● **GIVEN EXERCISE**:
Could you reproduce the records below from their start up to and including the line containing "column 714, row 17", leaving out the pictures?

- - -

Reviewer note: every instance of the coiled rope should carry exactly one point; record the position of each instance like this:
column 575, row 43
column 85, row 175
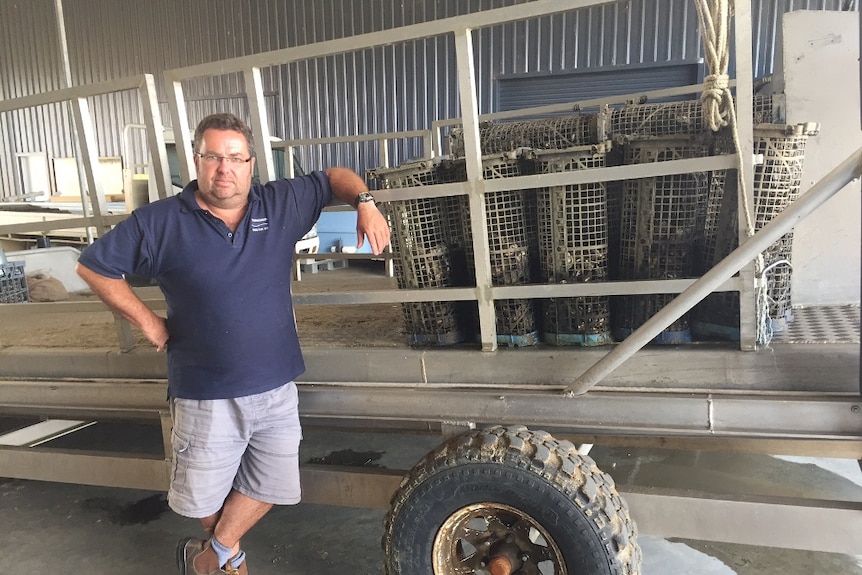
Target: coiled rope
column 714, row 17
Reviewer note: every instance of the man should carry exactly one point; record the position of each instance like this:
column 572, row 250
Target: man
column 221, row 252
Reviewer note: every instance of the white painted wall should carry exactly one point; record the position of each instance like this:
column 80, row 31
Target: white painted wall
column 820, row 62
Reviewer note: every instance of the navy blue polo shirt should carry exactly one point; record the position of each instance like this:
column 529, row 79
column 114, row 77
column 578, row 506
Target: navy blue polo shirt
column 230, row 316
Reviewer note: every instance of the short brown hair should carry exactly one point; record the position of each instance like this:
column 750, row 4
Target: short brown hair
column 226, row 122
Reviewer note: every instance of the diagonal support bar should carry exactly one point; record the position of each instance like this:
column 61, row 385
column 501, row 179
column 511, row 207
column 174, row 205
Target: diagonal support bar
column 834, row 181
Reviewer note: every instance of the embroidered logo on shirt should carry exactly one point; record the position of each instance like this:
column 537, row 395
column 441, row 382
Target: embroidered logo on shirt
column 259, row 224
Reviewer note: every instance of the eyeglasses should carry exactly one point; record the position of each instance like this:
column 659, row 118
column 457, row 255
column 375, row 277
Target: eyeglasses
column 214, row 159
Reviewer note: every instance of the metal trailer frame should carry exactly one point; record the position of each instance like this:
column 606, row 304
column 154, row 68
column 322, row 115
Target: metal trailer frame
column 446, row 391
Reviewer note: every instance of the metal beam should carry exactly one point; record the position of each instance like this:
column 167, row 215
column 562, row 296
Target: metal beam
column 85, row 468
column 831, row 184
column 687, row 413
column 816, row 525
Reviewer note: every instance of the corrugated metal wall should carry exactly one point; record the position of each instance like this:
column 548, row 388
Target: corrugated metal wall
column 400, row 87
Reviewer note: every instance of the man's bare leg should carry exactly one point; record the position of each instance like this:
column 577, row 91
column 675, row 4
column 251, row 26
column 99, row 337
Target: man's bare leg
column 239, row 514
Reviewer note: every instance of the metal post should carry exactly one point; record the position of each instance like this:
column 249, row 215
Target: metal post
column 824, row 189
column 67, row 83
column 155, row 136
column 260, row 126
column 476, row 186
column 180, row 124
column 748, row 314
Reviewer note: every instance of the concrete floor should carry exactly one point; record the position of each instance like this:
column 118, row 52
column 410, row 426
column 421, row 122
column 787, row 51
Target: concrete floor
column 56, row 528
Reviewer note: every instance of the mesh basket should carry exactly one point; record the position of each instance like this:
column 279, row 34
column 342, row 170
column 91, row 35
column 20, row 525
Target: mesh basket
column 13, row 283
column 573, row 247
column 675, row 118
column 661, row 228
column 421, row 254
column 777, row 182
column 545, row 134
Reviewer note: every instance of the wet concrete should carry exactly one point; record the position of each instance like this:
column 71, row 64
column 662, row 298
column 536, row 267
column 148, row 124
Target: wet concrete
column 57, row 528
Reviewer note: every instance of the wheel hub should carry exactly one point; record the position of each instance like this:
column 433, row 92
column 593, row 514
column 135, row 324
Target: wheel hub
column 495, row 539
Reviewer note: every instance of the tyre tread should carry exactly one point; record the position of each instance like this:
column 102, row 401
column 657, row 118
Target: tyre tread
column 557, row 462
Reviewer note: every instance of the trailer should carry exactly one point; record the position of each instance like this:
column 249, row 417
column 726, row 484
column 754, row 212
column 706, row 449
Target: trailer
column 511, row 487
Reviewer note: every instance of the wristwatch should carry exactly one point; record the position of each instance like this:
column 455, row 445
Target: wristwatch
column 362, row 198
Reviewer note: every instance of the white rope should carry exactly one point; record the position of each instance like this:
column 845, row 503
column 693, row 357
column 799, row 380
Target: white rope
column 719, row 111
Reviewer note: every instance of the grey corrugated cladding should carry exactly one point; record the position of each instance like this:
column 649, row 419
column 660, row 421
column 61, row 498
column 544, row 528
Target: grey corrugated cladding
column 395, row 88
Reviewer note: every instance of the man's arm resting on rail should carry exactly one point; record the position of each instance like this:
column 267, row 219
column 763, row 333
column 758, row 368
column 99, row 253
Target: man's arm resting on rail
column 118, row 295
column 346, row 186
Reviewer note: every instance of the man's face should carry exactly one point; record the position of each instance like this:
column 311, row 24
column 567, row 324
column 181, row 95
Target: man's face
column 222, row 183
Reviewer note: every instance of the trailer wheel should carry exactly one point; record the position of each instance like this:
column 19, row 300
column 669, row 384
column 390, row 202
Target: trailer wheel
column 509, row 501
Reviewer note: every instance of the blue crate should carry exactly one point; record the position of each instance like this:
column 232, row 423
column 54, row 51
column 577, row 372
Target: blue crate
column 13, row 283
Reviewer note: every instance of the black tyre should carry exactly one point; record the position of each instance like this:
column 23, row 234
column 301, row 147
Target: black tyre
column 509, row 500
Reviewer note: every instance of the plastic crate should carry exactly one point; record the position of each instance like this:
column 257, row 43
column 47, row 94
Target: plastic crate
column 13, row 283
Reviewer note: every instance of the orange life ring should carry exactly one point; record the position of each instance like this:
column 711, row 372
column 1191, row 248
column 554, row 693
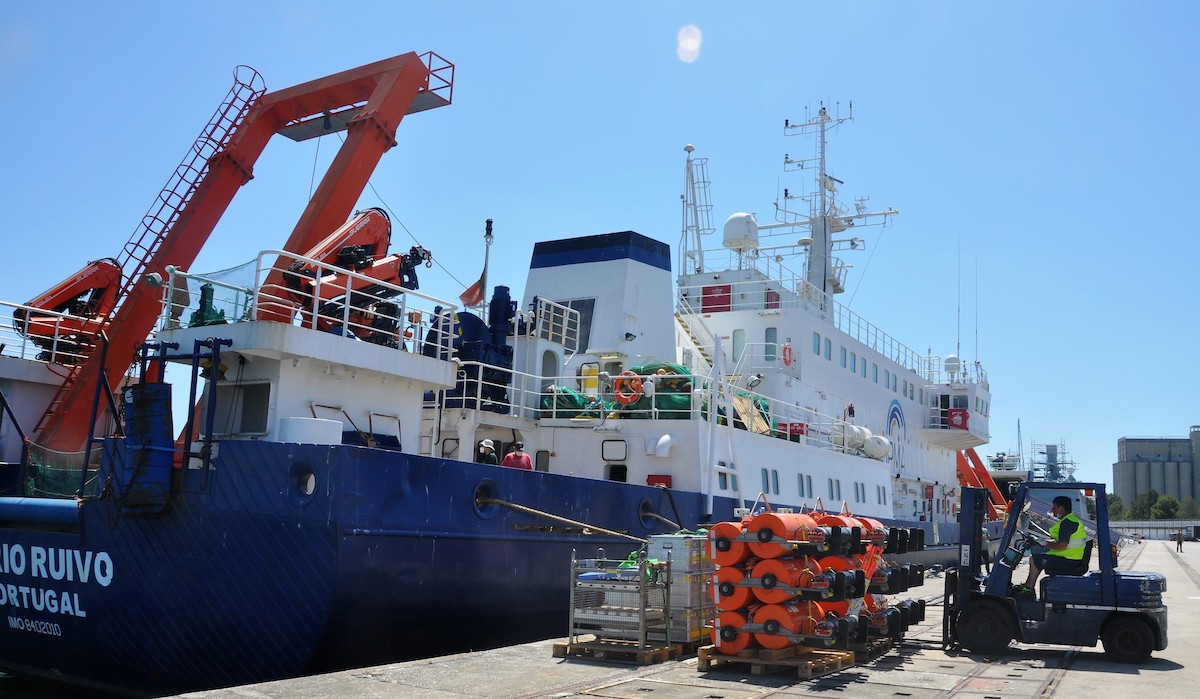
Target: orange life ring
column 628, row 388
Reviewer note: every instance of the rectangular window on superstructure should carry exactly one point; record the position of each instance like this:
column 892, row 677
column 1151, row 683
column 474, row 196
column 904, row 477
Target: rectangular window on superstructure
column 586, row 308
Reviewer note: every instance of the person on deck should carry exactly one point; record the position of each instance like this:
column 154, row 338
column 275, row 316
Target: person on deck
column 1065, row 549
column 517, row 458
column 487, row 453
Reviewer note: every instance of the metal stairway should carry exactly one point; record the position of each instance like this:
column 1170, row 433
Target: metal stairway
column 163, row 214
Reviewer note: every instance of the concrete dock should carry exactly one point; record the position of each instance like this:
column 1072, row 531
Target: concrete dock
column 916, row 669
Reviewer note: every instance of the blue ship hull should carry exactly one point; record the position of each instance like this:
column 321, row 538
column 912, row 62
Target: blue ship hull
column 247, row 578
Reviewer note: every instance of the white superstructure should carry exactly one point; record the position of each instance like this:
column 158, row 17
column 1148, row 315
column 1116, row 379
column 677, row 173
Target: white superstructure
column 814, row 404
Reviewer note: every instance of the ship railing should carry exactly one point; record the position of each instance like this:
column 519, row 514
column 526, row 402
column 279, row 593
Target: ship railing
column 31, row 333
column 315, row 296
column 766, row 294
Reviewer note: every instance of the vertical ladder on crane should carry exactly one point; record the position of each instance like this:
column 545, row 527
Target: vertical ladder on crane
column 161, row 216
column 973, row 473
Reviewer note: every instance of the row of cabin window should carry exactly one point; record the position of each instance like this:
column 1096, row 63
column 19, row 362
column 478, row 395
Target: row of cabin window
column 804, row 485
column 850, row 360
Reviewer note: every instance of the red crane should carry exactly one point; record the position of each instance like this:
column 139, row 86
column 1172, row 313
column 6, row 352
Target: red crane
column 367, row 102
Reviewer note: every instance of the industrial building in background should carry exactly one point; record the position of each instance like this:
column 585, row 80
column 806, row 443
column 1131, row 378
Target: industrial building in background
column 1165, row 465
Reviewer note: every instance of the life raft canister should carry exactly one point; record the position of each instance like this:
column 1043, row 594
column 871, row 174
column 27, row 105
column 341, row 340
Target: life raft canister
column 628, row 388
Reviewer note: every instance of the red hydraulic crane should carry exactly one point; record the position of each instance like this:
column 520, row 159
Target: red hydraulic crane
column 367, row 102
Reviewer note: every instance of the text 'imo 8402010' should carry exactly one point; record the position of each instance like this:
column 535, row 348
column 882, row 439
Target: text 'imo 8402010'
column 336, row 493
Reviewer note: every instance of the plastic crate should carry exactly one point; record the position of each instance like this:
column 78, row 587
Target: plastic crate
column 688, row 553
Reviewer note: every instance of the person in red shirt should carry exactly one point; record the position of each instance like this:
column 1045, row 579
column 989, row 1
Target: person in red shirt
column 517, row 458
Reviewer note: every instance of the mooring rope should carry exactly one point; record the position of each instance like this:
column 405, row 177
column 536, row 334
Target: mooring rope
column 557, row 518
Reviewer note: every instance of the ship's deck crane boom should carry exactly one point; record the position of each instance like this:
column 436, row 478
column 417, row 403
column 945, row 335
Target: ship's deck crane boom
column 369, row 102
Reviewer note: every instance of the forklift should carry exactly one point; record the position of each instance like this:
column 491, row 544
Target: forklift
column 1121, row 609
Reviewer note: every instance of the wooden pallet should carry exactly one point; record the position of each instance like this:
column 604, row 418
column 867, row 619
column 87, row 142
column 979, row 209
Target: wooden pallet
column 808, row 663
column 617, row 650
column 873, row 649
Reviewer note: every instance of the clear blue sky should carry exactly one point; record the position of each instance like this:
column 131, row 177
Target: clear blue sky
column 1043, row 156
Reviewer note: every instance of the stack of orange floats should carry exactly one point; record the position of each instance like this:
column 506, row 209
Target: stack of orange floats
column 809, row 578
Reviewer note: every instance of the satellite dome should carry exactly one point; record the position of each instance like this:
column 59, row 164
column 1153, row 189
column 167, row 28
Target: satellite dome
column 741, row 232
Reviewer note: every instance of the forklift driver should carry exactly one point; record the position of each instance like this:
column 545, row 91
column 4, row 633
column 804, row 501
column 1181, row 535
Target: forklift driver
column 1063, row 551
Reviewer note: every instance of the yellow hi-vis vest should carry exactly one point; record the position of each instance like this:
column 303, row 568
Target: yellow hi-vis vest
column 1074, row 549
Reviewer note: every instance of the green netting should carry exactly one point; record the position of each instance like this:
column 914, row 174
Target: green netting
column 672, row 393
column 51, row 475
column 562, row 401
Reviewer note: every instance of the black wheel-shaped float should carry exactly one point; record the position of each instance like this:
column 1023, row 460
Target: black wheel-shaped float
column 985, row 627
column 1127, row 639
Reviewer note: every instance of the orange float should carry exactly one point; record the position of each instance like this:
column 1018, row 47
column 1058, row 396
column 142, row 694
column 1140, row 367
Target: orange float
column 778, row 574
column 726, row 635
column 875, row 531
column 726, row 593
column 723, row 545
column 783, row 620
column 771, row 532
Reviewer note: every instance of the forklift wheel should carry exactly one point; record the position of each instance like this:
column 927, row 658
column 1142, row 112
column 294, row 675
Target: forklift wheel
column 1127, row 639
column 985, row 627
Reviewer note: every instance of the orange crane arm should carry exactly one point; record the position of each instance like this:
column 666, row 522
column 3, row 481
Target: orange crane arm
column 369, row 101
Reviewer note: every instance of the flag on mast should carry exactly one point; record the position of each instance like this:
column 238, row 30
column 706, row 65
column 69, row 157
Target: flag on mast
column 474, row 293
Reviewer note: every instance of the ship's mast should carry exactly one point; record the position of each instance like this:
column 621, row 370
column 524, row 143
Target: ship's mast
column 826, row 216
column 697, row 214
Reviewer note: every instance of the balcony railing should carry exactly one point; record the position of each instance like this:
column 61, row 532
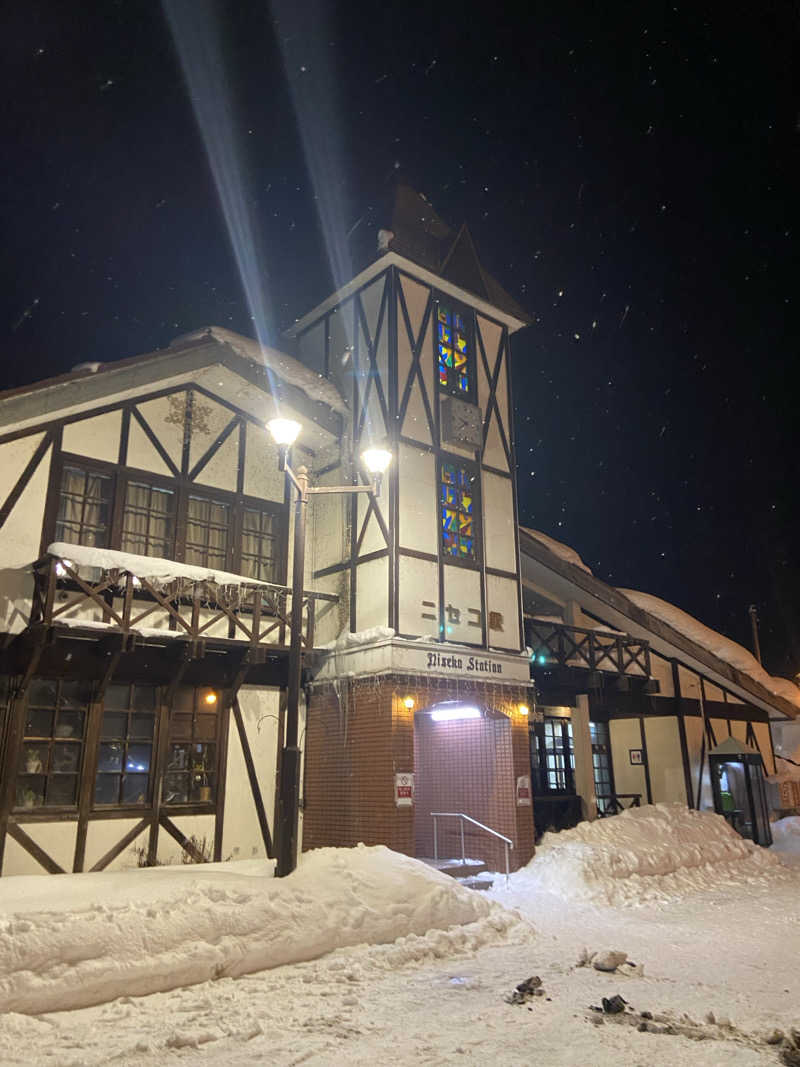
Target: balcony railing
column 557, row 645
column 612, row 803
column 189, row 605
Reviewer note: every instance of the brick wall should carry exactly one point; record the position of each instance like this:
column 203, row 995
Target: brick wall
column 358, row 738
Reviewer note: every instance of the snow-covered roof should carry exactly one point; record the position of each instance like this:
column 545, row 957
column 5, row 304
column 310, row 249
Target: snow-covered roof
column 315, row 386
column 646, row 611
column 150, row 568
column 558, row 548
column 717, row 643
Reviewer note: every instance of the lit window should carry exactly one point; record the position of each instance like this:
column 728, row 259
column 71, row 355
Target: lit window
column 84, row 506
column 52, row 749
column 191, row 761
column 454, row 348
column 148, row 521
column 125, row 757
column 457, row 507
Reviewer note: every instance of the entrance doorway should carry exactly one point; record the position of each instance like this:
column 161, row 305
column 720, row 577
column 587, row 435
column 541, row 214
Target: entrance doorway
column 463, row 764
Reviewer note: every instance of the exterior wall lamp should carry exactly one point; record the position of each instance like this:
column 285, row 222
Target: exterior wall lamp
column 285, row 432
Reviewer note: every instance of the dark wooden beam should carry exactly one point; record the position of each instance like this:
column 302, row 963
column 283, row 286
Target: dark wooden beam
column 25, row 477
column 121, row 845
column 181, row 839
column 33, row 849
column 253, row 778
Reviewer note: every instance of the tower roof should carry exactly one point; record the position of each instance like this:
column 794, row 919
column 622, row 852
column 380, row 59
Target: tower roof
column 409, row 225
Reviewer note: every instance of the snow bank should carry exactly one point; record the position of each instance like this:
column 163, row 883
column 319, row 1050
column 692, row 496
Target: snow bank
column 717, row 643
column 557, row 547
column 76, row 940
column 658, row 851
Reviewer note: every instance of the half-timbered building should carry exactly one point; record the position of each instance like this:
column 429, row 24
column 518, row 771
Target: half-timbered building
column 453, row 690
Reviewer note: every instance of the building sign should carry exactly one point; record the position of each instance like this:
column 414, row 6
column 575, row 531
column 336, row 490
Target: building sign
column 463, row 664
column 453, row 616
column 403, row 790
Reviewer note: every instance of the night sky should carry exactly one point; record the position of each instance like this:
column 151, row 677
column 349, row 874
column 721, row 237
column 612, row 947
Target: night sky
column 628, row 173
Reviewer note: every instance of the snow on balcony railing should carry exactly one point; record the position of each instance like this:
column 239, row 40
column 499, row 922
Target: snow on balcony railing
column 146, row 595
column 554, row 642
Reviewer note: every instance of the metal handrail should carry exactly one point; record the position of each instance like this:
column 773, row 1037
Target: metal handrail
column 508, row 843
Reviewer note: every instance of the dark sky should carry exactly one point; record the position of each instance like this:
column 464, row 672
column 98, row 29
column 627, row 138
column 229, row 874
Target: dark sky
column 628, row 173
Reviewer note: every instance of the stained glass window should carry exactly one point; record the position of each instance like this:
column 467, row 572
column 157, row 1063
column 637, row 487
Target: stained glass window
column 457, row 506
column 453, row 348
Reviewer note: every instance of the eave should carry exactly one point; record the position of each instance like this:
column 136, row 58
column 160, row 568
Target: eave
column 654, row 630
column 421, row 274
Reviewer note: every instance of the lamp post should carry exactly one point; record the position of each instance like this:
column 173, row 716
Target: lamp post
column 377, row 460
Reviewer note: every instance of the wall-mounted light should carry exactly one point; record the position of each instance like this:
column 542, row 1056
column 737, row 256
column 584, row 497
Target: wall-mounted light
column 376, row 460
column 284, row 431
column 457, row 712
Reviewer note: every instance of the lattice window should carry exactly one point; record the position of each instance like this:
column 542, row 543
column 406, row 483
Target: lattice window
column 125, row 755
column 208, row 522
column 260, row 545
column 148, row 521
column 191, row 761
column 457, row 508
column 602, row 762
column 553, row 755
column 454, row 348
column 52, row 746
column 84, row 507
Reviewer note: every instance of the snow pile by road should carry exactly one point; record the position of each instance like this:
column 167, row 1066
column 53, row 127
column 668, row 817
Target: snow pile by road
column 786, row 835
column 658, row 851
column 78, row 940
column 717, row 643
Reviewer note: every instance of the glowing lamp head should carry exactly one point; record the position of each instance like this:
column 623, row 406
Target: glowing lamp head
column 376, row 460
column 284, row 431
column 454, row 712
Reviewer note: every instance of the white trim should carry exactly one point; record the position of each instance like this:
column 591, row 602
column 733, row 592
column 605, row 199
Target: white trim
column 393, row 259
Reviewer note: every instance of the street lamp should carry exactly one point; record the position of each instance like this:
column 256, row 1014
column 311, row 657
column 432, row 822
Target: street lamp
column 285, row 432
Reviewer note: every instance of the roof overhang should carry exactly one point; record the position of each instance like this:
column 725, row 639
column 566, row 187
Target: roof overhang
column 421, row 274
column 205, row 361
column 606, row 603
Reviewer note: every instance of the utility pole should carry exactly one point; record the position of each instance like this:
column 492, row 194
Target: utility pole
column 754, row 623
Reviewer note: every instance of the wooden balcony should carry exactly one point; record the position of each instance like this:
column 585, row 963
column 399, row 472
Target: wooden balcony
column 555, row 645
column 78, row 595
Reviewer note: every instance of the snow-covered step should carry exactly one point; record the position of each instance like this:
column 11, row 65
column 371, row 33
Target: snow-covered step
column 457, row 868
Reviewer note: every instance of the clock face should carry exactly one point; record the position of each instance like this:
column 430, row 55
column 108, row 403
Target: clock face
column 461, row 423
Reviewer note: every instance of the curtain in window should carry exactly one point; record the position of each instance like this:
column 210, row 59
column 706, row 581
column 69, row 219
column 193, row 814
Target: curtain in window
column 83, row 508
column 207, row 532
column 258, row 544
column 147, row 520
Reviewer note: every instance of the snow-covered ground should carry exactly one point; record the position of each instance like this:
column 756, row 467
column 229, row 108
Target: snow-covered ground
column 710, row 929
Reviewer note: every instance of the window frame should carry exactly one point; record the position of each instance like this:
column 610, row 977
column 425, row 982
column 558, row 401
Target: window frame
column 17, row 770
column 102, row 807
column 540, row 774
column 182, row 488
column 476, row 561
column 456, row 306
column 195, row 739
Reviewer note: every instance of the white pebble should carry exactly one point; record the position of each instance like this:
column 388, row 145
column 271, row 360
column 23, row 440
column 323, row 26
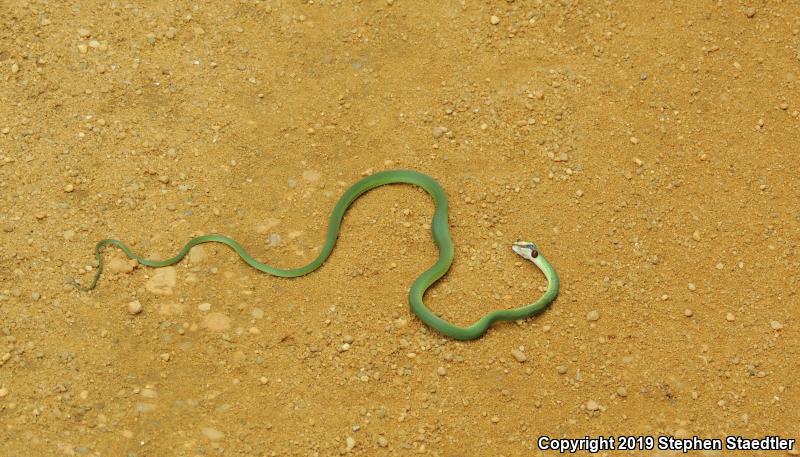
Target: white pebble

- - -

● **TASK RESULT**:
Reviewer note: every instance of the coiled rope should carry exactly one point; record the position of each instance like this:
column 575, row 43
column 85, row 175
Target: coiled rope
column 714, row 17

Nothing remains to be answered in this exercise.